Short task — Please turn the items starting with the line with "Outline the roof" and going on through the line with "27 25 30 75" into a two-column CSV headed instruction and boxes. Give one row per item, with its text and its answers each in a single quoted field and any line breaks changed to spaces.

Exercise data —
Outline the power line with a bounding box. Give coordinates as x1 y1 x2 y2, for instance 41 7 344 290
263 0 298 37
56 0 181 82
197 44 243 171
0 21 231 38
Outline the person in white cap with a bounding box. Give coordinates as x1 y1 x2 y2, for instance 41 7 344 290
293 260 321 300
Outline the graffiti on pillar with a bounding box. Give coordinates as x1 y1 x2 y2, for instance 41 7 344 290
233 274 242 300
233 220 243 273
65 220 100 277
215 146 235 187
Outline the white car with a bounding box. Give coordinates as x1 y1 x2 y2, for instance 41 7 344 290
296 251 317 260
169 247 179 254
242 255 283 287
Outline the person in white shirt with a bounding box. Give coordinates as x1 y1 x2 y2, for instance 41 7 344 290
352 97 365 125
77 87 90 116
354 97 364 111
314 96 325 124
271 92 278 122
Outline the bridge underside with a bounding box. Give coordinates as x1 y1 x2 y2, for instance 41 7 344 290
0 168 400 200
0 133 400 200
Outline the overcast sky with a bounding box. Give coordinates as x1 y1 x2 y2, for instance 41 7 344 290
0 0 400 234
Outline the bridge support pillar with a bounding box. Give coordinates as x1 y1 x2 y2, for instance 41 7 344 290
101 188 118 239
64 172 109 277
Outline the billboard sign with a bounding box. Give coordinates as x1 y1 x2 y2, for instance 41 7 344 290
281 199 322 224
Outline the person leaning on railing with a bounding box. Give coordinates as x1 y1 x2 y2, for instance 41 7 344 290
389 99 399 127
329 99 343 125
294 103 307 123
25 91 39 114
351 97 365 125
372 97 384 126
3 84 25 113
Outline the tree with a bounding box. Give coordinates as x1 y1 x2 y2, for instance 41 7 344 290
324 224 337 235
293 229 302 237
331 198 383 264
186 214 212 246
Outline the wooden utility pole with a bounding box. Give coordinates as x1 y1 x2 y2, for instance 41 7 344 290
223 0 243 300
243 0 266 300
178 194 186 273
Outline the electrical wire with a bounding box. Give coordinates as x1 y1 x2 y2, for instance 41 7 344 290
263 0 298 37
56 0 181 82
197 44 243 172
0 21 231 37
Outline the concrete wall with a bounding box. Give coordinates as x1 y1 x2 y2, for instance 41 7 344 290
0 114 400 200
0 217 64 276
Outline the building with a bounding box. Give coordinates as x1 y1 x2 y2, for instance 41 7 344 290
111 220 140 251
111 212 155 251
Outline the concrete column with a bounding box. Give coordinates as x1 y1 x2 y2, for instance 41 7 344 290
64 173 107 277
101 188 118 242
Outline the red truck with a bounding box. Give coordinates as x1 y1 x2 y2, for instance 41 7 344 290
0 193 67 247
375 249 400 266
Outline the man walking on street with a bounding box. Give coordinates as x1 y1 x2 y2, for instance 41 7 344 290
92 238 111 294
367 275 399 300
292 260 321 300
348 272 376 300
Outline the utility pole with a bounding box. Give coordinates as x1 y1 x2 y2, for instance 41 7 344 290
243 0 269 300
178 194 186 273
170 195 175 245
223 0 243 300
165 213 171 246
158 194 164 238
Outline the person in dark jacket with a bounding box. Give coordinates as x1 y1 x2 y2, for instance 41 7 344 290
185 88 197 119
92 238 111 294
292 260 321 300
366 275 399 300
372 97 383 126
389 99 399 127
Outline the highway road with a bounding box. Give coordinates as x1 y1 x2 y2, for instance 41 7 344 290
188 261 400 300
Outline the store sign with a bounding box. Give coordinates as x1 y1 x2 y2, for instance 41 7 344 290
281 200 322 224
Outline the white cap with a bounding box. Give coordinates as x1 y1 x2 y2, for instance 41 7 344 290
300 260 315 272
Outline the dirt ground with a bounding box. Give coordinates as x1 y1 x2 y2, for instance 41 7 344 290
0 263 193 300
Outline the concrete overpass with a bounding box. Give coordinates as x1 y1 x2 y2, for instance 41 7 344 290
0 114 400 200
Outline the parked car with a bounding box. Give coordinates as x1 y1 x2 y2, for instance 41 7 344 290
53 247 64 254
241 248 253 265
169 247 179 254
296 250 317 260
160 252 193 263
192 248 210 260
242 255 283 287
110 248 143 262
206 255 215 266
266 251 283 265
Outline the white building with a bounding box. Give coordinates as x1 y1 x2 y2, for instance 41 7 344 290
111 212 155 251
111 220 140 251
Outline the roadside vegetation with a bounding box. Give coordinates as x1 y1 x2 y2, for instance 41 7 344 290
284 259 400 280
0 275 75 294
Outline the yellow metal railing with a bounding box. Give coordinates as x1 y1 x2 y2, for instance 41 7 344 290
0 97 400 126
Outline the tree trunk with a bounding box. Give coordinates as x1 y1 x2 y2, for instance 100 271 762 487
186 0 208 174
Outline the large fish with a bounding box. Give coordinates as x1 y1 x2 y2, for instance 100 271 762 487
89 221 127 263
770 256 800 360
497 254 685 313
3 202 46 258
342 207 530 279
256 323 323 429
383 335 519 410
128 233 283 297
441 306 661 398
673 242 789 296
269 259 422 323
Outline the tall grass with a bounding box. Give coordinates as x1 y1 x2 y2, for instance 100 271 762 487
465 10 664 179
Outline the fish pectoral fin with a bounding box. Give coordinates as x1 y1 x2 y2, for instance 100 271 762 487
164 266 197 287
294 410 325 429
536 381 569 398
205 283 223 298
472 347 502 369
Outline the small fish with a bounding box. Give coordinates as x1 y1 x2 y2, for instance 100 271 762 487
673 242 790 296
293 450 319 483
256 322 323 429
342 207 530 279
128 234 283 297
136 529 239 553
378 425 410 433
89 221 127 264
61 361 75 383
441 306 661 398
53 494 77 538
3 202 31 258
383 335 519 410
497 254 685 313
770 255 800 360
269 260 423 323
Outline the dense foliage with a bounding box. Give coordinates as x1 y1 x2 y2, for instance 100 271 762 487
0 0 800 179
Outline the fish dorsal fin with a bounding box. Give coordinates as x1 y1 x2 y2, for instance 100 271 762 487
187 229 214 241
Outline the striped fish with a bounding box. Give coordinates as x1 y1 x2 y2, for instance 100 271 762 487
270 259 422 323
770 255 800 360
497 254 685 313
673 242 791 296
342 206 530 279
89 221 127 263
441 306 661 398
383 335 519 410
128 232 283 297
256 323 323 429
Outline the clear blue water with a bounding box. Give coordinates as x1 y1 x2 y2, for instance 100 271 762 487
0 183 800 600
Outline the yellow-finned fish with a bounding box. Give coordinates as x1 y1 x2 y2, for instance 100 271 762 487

--

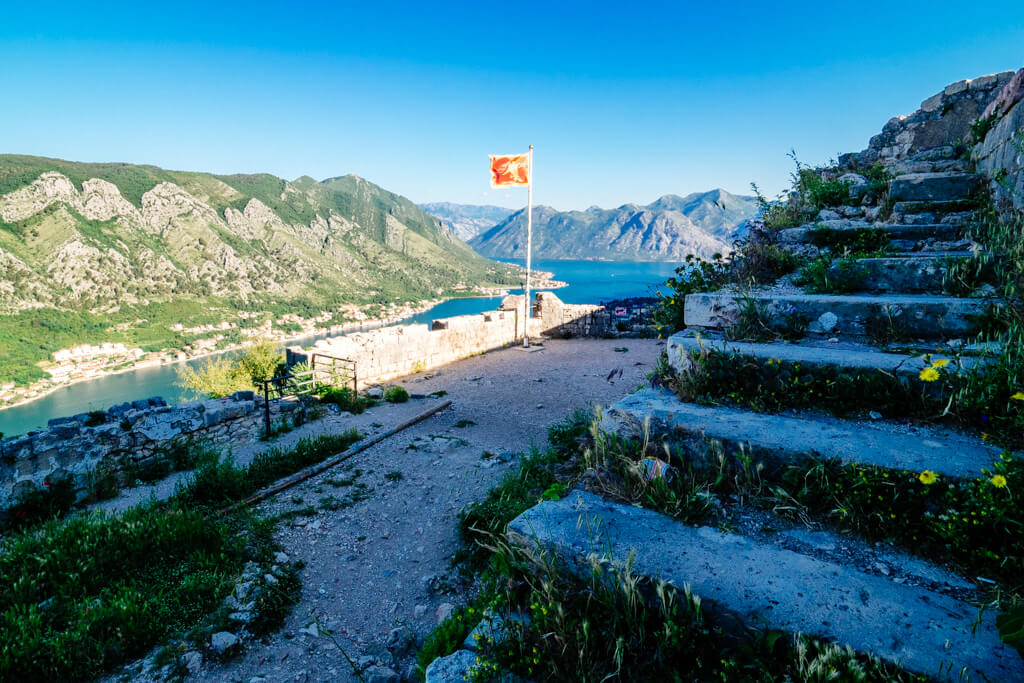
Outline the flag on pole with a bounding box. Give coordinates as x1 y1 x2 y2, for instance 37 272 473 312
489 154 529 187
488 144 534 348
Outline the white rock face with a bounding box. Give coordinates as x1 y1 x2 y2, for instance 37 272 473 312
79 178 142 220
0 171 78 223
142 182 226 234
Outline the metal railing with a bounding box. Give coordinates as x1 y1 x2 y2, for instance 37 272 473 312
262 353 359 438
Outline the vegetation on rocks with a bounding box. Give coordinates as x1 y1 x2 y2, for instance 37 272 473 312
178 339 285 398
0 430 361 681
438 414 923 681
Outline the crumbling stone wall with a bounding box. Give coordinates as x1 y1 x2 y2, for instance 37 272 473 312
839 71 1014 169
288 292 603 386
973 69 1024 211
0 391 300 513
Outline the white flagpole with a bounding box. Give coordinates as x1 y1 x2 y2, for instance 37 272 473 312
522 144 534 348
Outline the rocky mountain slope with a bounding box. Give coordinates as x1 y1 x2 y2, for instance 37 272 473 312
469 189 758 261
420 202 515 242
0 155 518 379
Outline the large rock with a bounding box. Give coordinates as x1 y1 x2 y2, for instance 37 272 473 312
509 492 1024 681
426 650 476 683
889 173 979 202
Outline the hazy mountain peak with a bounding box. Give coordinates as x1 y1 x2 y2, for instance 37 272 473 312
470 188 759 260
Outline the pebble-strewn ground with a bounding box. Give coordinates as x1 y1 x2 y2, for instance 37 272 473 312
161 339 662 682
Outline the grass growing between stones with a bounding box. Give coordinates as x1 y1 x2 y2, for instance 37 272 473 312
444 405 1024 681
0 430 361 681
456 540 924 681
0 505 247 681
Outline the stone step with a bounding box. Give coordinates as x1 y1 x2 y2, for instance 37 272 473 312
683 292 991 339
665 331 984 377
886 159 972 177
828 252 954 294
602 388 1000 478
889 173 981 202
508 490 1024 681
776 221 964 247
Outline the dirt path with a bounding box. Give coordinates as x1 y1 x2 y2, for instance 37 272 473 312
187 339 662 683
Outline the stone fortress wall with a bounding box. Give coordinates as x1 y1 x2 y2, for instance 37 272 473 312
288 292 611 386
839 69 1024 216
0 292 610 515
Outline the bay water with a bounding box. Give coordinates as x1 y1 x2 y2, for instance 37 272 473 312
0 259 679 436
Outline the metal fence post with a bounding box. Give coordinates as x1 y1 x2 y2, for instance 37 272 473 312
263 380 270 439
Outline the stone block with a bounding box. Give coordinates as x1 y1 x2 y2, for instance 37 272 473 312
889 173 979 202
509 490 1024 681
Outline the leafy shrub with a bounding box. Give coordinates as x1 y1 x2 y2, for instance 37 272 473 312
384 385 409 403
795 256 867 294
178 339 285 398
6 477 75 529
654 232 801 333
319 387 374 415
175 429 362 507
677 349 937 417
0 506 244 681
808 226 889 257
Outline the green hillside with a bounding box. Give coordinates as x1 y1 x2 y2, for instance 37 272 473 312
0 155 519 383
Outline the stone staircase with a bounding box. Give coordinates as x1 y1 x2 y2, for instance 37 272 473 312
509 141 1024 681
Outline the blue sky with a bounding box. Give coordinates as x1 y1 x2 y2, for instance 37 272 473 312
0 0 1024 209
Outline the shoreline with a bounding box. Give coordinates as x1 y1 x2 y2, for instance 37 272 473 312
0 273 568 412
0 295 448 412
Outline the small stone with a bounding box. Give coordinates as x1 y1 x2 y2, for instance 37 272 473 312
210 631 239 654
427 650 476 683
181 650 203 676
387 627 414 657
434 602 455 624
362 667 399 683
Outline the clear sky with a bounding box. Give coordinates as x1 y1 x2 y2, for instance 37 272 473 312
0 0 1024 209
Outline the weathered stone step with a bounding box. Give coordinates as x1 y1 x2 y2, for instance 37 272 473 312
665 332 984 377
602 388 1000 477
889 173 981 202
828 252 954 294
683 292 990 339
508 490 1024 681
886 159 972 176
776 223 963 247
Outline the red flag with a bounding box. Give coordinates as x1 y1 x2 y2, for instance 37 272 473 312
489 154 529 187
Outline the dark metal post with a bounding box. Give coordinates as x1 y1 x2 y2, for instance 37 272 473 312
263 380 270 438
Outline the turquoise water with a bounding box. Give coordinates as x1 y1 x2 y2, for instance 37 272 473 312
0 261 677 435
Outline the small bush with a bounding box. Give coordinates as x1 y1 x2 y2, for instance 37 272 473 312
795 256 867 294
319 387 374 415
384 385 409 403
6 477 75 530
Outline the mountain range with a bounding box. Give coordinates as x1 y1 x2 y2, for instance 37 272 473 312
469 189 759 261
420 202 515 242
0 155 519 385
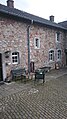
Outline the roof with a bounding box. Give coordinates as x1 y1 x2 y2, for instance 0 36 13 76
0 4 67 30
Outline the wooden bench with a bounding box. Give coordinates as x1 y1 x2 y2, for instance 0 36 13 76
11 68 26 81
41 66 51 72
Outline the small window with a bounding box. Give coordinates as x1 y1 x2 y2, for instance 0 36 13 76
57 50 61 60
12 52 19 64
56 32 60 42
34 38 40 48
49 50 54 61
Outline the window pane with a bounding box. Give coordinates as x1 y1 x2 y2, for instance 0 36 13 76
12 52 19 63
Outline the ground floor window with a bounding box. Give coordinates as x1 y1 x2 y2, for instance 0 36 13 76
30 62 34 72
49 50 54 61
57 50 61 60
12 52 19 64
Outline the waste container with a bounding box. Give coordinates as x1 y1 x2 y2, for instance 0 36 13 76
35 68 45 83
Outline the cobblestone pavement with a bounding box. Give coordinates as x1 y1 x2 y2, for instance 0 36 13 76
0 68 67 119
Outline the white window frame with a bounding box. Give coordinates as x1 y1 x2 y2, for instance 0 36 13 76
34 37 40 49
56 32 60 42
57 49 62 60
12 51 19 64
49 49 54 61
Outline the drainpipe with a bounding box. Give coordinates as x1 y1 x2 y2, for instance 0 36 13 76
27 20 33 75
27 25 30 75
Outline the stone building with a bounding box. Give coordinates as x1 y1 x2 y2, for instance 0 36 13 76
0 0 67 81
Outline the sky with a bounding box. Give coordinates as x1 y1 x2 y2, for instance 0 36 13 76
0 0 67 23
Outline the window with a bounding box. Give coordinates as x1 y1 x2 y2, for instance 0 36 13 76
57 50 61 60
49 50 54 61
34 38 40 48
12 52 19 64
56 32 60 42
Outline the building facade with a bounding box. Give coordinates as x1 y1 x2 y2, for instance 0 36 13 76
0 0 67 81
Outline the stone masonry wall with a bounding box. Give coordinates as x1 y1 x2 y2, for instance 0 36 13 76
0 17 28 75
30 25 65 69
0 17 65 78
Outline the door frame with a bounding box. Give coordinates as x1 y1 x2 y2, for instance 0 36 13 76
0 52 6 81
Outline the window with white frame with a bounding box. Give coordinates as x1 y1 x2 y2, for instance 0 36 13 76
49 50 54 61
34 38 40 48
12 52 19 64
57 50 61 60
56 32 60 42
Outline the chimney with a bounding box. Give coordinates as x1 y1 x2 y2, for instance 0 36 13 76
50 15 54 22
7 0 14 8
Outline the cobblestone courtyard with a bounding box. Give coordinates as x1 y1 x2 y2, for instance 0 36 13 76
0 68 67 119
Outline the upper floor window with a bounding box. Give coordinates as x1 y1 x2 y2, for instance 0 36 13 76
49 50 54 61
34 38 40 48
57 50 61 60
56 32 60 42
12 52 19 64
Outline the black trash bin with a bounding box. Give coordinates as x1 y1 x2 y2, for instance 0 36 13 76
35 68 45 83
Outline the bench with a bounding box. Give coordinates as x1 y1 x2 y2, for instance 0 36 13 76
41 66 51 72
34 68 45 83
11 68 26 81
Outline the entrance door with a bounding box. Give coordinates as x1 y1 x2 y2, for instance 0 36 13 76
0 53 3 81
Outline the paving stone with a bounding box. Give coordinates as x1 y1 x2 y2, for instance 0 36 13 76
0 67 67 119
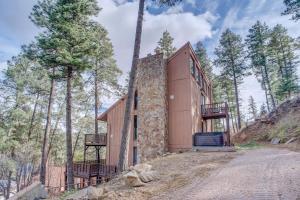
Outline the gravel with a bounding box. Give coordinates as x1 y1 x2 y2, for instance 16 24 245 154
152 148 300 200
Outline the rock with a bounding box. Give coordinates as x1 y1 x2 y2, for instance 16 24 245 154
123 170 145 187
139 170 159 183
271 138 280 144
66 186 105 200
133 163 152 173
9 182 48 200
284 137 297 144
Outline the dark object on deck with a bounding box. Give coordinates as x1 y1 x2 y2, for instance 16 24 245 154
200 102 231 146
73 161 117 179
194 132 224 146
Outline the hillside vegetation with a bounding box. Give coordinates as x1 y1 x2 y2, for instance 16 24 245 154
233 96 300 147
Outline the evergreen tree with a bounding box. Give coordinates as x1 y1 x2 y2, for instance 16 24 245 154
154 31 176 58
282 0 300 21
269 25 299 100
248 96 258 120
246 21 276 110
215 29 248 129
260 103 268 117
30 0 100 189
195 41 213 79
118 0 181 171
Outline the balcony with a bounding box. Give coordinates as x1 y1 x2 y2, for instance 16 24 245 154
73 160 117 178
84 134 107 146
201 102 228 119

...

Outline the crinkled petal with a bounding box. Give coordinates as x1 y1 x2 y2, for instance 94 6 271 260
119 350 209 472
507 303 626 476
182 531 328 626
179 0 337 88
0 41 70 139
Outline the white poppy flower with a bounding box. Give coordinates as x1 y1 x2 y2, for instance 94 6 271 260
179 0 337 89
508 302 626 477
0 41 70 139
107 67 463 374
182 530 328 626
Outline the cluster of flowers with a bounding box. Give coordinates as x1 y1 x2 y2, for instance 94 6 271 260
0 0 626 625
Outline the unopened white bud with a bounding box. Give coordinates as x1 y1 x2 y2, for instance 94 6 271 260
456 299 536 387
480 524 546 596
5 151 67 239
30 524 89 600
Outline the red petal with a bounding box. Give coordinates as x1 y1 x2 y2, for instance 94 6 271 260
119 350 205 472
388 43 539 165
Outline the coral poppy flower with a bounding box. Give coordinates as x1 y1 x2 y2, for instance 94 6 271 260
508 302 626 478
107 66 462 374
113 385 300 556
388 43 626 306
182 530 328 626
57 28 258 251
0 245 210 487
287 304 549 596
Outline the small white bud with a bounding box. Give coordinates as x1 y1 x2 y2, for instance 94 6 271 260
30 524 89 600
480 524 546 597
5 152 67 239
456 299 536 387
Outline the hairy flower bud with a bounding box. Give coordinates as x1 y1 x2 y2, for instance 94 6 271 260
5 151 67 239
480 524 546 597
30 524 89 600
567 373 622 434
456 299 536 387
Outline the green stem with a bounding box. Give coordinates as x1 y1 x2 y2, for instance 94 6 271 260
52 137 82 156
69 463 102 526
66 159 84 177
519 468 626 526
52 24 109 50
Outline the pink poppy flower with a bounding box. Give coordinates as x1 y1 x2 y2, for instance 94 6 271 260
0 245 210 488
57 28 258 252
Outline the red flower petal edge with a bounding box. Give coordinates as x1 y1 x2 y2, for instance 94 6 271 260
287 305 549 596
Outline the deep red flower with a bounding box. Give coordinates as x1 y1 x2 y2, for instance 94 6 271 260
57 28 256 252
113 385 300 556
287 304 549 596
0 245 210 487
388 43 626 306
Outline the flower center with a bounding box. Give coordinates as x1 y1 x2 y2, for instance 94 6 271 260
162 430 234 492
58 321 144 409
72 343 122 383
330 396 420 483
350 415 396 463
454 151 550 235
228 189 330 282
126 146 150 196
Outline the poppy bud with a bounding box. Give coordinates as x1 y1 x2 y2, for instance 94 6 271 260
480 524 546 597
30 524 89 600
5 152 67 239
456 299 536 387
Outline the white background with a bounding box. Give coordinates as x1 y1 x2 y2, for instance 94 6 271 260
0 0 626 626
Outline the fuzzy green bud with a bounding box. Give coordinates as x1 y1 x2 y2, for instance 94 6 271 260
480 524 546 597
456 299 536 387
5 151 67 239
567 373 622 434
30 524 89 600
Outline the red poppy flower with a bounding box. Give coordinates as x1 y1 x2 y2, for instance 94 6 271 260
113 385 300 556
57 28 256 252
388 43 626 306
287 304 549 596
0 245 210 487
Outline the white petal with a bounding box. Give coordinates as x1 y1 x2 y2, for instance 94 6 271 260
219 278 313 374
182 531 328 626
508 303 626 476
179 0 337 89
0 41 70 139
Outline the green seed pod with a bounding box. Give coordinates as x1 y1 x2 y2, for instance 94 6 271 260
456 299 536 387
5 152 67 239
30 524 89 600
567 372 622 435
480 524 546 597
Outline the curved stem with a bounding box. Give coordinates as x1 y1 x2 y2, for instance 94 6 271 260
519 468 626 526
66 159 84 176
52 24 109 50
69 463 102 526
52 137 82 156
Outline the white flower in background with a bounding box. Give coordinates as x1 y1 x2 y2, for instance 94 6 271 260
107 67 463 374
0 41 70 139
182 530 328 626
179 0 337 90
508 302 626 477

Solution to the problem —
instruction,boxes
"Outline the roof with a bounding box. Give coordinates as x1 y1 x2 y2, for instance 0 36 13 76","0 4 67 30"
"Outline the wooden bench with a bounding box. Give coordinates as x1 y1 x2 y2, for instance 0 36 13 76","11 68 26 81 41 66 51 72"
"Outline the small window with a bounding box. Give coordinates as x1 y1 x2 y2, for instance 0 36 13 76","57 50 61 60 12 52 19 64 56 32 60 42 34 38 40 48 49 50 54 61"
"Outline the window pane with a bounding box. Give coordinates as x1 y1 x2 y2, for instance 0 36 13 76","12 52 19 63"
"Outline the ground floor window with a bounding box. Give coordinates as x1 y1 x2 y2, for instance 0 36 13 76","30 62 34 72 49 50 54 61 57 50 61 60 12 52 19 64"
"Outline the waste container with a bounding box. Give coordinates as x1 y1 x2 y2, for instance 0 36 13 76","35 68 45 83"
"Outline the cobblestone pavement with a bounding box. Give coordinates as x1 y1 x2 y2, for instance 0 36 13 76","0 68 67 119"
"Outline the white window frame with a bounding box. Give coordinates as x1 y1 x2 y2, for instance 0 36 13 76","34 37 40 49 56 32 60 42 57 49 62 60 12 51 19 64 49 49 54 61"
"Outline the drainpipe with a bounding box. Give coordinates as x1 y1 x2 y2, for instance 0 36 13 76","27 20 33 75 27 25 30 75"